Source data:
-=-=-

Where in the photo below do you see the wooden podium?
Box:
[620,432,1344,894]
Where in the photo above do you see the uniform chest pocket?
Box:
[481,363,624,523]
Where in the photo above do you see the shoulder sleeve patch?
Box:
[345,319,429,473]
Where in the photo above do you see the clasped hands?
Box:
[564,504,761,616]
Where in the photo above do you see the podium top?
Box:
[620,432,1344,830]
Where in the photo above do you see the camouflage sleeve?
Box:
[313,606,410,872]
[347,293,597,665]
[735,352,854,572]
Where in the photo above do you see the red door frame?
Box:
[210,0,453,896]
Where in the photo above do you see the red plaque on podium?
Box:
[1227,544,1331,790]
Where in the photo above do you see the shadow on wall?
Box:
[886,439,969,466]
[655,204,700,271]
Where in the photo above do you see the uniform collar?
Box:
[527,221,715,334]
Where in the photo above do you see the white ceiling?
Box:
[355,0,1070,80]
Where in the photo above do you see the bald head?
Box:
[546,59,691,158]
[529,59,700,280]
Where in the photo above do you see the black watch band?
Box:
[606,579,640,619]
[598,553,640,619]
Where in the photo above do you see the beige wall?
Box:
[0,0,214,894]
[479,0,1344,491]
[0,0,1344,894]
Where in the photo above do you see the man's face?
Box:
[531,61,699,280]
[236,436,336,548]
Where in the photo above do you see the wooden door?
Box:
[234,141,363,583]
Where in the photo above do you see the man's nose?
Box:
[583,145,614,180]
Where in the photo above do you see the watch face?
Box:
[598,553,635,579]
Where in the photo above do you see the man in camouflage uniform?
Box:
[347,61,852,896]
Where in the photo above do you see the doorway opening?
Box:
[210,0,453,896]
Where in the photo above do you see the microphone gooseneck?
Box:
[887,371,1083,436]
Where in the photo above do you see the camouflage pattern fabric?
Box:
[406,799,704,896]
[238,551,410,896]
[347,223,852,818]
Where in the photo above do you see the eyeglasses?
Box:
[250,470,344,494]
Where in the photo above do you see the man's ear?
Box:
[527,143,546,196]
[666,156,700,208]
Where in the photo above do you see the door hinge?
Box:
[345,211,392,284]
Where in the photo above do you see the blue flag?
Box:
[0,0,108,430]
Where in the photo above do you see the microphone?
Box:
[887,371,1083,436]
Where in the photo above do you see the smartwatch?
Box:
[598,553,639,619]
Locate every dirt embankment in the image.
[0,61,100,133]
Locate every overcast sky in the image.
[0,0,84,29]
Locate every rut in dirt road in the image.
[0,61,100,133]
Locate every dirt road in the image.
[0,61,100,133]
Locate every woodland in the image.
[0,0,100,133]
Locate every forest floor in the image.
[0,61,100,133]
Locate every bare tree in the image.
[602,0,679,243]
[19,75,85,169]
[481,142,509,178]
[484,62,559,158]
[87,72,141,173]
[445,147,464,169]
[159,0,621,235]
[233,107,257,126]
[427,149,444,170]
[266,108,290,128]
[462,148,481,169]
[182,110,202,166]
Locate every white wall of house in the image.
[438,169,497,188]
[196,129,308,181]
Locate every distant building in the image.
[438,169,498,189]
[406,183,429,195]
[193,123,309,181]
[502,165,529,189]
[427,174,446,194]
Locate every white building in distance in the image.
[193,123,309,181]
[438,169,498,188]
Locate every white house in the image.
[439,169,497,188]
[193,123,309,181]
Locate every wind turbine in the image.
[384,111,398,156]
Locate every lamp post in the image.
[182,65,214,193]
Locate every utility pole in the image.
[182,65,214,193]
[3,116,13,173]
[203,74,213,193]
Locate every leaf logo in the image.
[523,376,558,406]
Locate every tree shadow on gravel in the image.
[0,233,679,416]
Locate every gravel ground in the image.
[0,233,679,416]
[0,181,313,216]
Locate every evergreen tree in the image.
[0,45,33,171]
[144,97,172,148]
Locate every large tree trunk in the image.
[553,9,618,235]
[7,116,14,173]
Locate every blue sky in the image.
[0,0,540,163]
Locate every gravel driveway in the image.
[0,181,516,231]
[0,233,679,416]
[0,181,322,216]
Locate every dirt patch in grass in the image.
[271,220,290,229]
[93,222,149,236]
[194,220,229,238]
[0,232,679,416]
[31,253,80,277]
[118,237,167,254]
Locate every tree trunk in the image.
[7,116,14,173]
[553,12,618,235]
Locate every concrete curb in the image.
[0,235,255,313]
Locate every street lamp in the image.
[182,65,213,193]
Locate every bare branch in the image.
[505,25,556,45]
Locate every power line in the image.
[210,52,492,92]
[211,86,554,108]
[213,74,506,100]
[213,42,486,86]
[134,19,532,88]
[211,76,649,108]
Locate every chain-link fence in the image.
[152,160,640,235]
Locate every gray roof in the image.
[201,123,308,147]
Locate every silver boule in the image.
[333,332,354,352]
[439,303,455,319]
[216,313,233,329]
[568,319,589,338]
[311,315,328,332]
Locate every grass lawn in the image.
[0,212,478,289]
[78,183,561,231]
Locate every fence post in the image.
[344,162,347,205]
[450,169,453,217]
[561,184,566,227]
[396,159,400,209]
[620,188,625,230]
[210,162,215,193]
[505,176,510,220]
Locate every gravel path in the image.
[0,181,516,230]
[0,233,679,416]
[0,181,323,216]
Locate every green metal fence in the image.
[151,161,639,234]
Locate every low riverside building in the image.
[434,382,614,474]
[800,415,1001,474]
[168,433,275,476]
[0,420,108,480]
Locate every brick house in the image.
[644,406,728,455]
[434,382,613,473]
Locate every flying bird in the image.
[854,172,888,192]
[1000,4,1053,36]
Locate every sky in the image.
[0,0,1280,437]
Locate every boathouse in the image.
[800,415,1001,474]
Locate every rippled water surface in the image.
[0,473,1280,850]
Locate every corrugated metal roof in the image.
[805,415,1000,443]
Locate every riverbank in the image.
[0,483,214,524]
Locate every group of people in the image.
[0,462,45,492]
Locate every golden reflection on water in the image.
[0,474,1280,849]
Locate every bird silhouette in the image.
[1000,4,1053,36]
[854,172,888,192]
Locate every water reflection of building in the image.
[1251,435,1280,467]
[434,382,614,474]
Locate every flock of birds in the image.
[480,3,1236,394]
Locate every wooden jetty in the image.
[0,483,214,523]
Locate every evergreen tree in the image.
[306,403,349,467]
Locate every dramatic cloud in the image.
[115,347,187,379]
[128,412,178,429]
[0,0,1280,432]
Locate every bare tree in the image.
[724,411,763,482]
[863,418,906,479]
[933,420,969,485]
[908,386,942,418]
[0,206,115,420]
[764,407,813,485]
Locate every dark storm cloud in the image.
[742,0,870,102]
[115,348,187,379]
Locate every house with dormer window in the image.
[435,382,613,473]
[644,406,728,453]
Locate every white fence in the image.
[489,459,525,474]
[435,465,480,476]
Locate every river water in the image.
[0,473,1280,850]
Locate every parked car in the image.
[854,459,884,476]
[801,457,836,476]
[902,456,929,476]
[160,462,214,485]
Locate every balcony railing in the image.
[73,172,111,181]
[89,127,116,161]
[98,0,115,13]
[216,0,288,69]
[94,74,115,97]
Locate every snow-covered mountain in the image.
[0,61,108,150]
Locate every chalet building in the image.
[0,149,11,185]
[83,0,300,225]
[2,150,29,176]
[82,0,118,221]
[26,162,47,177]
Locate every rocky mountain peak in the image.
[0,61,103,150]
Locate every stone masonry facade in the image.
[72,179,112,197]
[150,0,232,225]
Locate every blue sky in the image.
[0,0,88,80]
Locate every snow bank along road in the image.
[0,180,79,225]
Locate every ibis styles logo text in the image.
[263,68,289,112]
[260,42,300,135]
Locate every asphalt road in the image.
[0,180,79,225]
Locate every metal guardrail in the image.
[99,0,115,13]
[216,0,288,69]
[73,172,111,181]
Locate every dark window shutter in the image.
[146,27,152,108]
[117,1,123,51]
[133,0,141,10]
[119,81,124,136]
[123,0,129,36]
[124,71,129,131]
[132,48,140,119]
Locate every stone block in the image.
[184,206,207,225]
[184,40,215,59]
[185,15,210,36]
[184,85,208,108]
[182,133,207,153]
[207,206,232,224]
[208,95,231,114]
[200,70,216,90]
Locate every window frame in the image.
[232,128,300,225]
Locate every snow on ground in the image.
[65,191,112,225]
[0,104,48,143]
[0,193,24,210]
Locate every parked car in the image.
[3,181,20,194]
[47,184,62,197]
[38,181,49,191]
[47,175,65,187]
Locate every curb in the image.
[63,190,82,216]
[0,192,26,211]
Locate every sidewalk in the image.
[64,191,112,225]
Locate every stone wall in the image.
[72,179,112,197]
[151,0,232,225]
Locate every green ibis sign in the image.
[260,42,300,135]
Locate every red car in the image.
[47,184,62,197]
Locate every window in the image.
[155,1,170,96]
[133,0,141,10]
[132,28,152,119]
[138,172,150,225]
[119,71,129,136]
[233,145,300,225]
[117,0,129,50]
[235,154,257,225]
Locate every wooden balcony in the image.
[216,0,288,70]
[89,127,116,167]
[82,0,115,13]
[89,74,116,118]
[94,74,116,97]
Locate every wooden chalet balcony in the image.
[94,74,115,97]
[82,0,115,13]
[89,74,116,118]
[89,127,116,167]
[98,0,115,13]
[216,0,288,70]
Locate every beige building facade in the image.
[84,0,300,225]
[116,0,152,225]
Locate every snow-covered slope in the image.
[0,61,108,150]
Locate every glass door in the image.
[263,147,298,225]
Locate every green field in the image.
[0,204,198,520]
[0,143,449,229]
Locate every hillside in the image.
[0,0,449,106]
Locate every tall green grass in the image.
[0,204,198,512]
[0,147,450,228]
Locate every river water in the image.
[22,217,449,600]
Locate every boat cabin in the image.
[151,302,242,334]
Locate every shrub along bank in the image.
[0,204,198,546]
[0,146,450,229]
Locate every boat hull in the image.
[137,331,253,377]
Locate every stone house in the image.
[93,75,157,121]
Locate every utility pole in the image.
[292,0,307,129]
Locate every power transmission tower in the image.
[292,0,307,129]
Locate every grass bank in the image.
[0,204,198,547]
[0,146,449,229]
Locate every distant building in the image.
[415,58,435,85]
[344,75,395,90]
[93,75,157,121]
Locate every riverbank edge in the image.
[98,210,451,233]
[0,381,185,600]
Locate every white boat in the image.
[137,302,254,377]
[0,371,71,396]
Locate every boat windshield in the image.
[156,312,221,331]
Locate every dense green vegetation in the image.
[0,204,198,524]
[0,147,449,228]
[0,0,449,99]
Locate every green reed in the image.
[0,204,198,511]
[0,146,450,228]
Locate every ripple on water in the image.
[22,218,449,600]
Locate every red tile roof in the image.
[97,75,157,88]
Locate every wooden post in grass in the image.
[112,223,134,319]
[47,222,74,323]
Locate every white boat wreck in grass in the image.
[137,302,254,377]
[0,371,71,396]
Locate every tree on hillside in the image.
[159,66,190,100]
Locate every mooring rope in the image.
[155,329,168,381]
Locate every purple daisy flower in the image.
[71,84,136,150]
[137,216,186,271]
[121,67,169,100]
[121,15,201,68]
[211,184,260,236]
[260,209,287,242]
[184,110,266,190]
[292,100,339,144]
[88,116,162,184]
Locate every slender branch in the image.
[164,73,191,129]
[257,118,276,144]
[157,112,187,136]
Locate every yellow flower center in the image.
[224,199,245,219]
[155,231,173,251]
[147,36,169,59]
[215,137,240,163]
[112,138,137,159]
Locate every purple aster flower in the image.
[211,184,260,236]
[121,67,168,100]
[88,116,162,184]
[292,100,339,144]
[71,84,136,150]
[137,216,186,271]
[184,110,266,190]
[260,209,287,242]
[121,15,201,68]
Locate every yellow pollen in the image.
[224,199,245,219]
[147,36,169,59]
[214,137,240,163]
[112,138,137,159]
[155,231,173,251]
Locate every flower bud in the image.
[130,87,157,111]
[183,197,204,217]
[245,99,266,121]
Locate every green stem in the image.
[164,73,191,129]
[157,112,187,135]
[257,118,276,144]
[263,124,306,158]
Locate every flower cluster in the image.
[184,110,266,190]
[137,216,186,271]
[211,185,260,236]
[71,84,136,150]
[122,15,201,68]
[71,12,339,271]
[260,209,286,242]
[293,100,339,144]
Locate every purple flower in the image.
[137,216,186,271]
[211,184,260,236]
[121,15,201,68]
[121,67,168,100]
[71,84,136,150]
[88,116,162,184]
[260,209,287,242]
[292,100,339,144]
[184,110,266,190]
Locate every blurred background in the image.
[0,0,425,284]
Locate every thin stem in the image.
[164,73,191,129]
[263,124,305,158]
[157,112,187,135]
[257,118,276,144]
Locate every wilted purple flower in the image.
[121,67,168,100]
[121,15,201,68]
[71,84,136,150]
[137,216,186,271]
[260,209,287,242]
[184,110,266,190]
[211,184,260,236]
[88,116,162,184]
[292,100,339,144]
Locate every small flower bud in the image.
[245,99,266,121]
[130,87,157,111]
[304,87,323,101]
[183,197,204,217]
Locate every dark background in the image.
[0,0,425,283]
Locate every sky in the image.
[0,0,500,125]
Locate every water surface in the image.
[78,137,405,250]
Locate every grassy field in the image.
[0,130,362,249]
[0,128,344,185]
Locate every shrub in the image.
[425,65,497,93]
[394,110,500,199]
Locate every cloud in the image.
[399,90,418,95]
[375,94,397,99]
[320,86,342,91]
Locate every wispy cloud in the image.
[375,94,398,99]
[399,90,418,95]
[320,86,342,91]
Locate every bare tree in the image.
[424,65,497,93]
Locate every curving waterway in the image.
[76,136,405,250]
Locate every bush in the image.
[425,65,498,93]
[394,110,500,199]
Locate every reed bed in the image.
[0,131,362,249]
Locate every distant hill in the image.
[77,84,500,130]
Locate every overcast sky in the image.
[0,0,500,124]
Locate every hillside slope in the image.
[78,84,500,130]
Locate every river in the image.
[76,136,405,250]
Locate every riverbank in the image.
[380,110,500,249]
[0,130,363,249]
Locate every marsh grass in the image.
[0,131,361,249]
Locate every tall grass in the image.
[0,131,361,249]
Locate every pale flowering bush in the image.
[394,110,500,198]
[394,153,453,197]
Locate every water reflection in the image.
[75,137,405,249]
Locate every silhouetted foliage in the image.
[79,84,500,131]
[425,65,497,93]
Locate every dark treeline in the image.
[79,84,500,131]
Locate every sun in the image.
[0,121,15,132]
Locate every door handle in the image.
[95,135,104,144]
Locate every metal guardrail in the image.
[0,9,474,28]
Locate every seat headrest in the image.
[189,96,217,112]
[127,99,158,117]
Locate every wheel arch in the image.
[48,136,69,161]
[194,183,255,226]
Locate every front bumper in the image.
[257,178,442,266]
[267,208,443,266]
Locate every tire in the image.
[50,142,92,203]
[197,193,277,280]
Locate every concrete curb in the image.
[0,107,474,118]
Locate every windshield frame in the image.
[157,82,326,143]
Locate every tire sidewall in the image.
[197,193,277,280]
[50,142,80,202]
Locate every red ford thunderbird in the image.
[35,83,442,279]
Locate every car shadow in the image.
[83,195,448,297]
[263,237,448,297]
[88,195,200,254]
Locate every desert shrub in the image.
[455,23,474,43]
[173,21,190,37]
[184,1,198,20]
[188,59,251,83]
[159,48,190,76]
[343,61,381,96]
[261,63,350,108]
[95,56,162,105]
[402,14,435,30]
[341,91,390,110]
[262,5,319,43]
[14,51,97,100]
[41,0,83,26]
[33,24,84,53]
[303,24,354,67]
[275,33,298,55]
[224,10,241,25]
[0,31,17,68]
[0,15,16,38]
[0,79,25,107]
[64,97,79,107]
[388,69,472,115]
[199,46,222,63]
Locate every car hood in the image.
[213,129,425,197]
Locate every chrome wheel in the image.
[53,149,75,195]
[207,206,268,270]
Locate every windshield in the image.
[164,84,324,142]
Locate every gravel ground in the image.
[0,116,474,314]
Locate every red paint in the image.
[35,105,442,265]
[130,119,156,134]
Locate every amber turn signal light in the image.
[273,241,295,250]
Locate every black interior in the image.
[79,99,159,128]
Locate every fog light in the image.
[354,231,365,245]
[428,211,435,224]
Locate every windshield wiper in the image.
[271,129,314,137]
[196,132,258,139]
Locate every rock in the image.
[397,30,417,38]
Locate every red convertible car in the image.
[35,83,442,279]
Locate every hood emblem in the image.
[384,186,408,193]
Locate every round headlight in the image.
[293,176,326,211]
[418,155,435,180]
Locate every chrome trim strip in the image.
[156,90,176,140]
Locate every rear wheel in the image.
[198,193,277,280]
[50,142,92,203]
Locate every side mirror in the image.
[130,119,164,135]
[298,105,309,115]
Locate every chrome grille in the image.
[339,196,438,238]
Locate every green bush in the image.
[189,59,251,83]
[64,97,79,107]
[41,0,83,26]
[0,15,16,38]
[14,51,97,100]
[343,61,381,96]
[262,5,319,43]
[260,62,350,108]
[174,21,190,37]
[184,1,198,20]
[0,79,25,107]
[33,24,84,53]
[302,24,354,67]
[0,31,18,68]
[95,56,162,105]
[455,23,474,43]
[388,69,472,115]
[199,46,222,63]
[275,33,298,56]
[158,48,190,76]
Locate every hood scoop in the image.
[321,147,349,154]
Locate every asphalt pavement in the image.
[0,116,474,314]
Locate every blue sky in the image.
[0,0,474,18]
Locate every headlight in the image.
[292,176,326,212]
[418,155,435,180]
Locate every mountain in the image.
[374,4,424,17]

-=-=-

— Task goal —
Rewrite the rows between the one containing "Locate every windshield frame in the image." and the one containing "[88,195,200,254]", inclusive, and replace "car shadow" with "vehicle shadow". Keep everything else the same.

— Written response —
Locate every windshield frame in the image.
[157,82,326,143]
Locate every tire sidewall in the image.
[197,193,277,280]
[50,142,80,202]
Locate every red ford thunderbird in the image.
[35,83,442,279]
Locate every vehicle shadow in the image.
[83,195,448,297]
[263,237,448,297]
[88,195,200,254]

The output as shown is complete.